- _Task description_: The listing below should be written out again word for word, please.
· · ·
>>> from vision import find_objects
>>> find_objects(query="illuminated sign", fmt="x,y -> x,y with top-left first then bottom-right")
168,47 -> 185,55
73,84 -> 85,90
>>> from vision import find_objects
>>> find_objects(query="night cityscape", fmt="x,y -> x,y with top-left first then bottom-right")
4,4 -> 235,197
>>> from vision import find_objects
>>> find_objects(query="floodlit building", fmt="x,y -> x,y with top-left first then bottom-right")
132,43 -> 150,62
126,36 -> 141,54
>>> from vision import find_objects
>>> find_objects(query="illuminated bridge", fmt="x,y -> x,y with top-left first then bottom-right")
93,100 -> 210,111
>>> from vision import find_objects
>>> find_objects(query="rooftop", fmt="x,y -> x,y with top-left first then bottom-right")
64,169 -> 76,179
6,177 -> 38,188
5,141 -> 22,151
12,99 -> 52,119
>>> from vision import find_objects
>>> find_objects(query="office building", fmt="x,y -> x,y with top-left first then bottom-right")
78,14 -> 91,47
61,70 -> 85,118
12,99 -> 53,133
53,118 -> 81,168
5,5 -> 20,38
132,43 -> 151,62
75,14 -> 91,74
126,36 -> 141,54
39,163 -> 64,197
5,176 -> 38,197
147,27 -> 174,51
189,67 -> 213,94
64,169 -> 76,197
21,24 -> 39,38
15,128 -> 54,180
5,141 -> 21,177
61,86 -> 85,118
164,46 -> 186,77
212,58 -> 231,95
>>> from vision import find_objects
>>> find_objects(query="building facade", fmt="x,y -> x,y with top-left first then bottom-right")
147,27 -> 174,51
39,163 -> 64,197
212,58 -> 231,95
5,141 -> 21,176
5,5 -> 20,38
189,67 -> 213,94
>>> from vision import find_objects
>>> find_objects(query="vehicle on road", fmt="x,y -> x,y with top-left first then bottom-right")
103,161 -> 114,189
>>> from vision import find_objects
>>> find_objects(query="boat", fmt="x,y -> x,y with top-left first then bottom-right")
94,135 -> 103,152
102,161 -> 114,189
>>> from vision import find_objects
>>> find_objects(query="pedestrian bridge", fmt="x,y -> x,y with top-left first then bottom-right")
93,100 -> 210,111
· · ·
- _Exercise solution_:
>>> from vision import find_objects
>>> find_objects(query="illuminated sign", fmt="x,y -> x,y with top-left first then bottom-right")
168,47 -> 185,55
73,84 -> 85,90
>>> from vision import find_objects
>>> find_objects(query="night cityscape", fmt="x,y -> x,y with top-left first then bottom-right")
4,4 -> 235,197
>>> from vision import find_objects
>>> find_objects(query="floodlit building", fmt="x,y -> x,y with top-left first then bottom-right")
132,43 -> 150,62
126,36 -> 141,54
>>> from vision import find_objects
>>> find_objects(query="illuminated bridge", fmt="x,y -> x,y with top-left first then bottom-right")
93,100 -> 210,111
>>> from vision import find_objects
>>> find_objects(query="rooftop", fmt="x,y -> x,y with top-left first then bottom-right")
64,169 -> 76,179
6,177 -> 38,188
5,141 -> 22,151
12,99 -> 52,119
>>> from vision import find_objects
>>> find_objects(query="office building", fmt="x,y -> x,y with top-left first then bottom-right")
78,14 -> 91,47
61,70 -> 85,118
12,99 -> 53,133
53,118 -> 81,168
5,5 -> 20,38
132,43 -> 151,62
75,14 -> 91,74
126,36 -> 141,54
39,163 -> 64,197
5,176 -> 38,197
147,27 -> 174,51
189,67 -> 213,94
64,169 -> 76,197
21,24 -> 39,38
15,128 -> 54,180
5,141 -> 21,177
61,86 -> 85,118
164,46 -> 186,77
212,58 -> 231,95
>>> from vision import find_objects
>>> find_objects(query="building facade", fmt="x,y -> x,y with top-left first then bottom-right")
147,27 -> 174,51
39,163 -> 64,197
212,58 -> 231,95
5,141 -> 21,176
5,5 -> 20,38
189,67 -> 213,94
>>> from vision import find_objects
>>> find_objects(query="vehicle on road", fmt="x,y -> x,y with top-left first then bottom-right")
103,161 -> 114,189
>>> from vision import find_objects
>>> find_objects(query="boat", fmt="x,y -> x,y with top-left first then bottom-right")
94,135 -> 103,152
102,161 -> 114,189
>>> from vision import find_objects
>>> find_objects(query="pedestrian bridge", fmt="x,y -> x,y with top-left first then bottom-right")
93,100 -> 210,111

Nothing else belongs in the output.